## Requirements
Find each line in the records below that contains the string "query", and copy those lines out in order.

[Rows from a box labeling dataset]
------

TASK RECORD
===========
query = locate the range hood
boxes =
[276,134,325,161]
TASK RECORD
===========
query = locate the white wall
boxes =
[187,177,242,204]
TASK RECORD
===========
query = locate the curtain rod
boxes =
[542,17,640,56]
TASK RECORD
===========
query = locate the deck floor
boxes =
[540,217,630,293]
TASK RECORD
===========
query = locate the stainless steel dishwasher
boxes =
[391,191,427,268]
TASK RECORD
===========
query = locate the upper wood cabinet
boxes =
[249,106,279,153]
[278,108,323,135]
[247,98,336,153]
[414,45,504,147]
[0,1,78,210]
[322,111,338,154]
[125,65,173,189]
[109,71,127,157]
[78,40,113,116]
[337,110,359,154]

------

## Exercise output
query = locate the range hood
query = locate the white wall
query = locate the curtain rod
query = locate the deck floor
query = locate the stainless steel dishwasher
query = locate the upper wood cabinet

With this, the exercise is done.